= About this exercise =
Below are several entries. Transcribe exactly those lines that fall from the one with "Points | one per instance of the wooden" through the one with "Target | small dark window", end lines included.

= Given records =
★ ★ ★ ★ ★ ★ ★
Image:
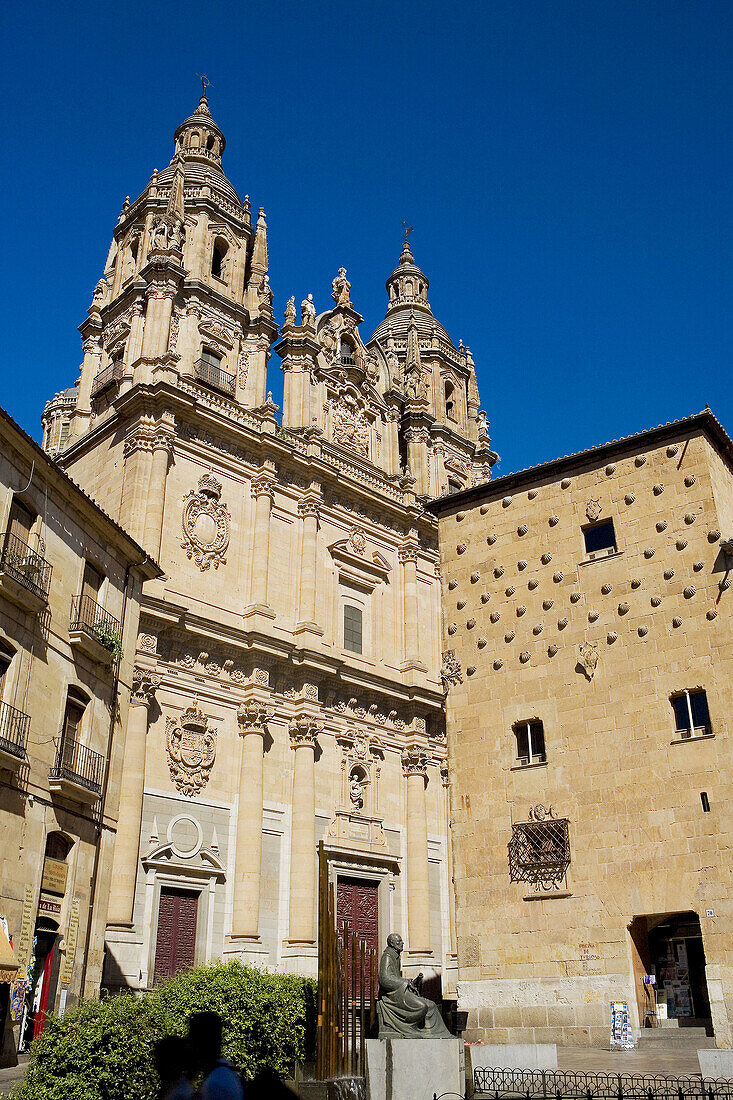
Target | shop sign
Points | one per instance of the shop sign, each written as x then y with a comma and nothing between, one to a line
67,968
28,920
54,876
50,905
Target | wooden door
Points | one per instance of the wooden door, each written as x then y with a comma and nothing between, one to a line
357,902
175,947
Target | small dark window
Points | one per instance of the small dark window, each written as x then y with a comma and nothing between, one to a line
352,628
529,741
600,539
450,405
57,846
218,256
691,714
210,358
★ ★ ★ ★ ★ ★ ★
= Response to the exercise =
Points | one per instance of the wooden door, each written as x then y with a comma and nothing between, one to a line
357,902
175,947
Target | small dark window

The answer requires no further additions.